Die Vorsitzende des Menschenrechtsausschusses des Bundestags, Gyde Jensen, kritisiert China dafür, dem Gremium die Einreise zu verweigern. Man werde weiterhin den Dialog suchen, sagte sie im Dlf. Aber das bedeute auch, sich "klar für Universalität der Menschenrechte und unsere Werte stark zu machen".

Gyde Jensen im Gespräch mit Peter Sawicki |
Gyde Jensen (FDP), Mitglied des Deutschen Bundestages, spricht bei einer Debatte zu 70 Jahre Allgemeine Erklärung der Menschenrechte im Deutschen Bundestag.
In einem Dialog müsse es auch möglich sein, sich kritisch über Dinge zu äußern, sagte Gyde Jensen, Vorsitzende des Menschenrechtsausschusses des Bundestages, im Dlf (dpa / picture alliance / Christoph Soeder)

Aufgabe 1 — Übersetze aus dem Text über Gyde Jensen diesen Satz ins Englische: „Die Vorsitzende des Menschenrechtsausschusses des Bundestags, Gyde Jensen, kritisiert China dafür, dem Gremium die Einreise zu verweigern.“
Aufgabe 2 — Führe den Text über Gyde Jensen im Anschluss an seinen letzten Satz weiter.
Die Daten sind eigenständiges Material und gehören nicht zum Text über Gyde Jensen.

Bereitgestelltes Material —

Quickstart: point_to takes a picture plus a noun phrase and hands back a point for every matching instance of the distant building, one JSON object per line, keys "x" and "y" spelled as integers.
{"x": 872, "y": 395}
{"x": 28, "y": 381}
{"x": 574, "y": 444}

Lösung 1 — The chair of the Bundestag's human rights committee, Gyde Jensen, criticizes China for refusing the committee entry.

Lösung 2 —
Peter Sawicki: Der politische Umgang mit China ist für die Bundesrepublik oft eine heikle Sache. Einerseits ist Peking ein wichtiger Handelspartner, gleichzeitig verweisen Menschenrechtsgruppen immer wieder auf Missstände bei diesem Thema in China. Dort hört man Kritik an der Innenpolitik aber nicht gerne, auch nicht von Seiten Deutschlands, und das zeigt sich jetzt auch daran, dass zwei geplante Reisen von Bundestagsausschüssen das Aus droht: zum einen dem Ausschuss für Menschenrechte, der unter anderem nach Tibet reisen möchte, und dem Digitalausschuss, dort lehnt China explizit die Teilnahme einer Grünen-Politikerin an der Reise ab. Im Fokus steht dabei unter anderem Kritik am Umgang Chinas mit der Volksgruppe der Uiguren. Dazu Benjamin Eyssel .
Aus Peking Benjamin Eyssel, und wir können das Thema jetzt vertiefen. Am Telefon ist Gyde Jensen, sie ist für die FDP im Bundestag und dort Vorsitzende im Menschenrechtsausschuss. Schönen guten Morgen!
Gyde Jensen: Schönen guten Morgen!
Sawicki: Was hat die Volksrepublik an Ihnen auszusetzen?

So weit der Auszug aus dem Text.